TASK OBJECTIVE: Extract and reproduce verbatim the lines from the one containing "of the player's" through the one containing "x=289, y=119", inclusive, and nothing else.

[Entries from a dataset]

-------------------------

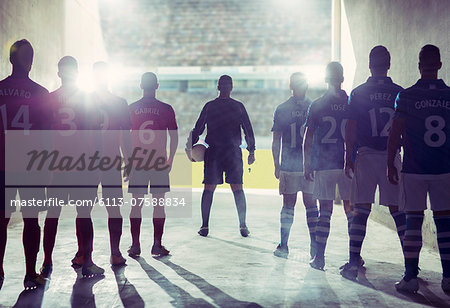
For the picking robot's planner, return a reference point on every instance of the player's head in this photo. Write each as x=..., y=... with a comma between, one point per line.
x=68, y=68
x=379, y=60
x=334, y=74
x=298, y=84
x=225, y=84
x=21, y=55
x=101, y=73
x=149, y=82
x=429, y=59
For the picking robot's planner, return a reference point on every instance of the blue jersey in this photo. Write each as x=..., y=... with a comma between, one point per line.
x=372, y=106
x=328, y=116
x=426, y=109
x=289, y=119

-------------------------

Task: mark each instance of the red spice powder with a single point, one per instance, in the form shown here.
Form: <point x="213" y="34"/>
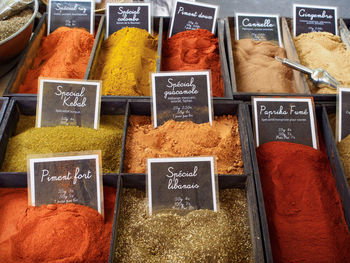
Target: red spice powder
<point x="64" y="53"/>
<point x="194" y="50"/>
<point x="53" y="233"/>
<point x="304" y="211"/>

-------------------------

RESPONSE BELOW:
For the picking robot's planner, return a reference point on every instance of the player's head in this photo. Write each as x=..., y=... with a comma between, one point per line.
x=68, y=68
x=379, y=60
x=334, y=74
x=298, y=84
x=225, y=84
x=21, y=55
x=101, y=73
x=149, y=82
x=429, y=59
For the picking robot's planner, return a reference point on every instance of the blue jersey in this photo. Write each as x=..., y=... with a comma between, one point per line.
x=372, y=106
x=328, y=116
x=426, y=109
x=289, y=119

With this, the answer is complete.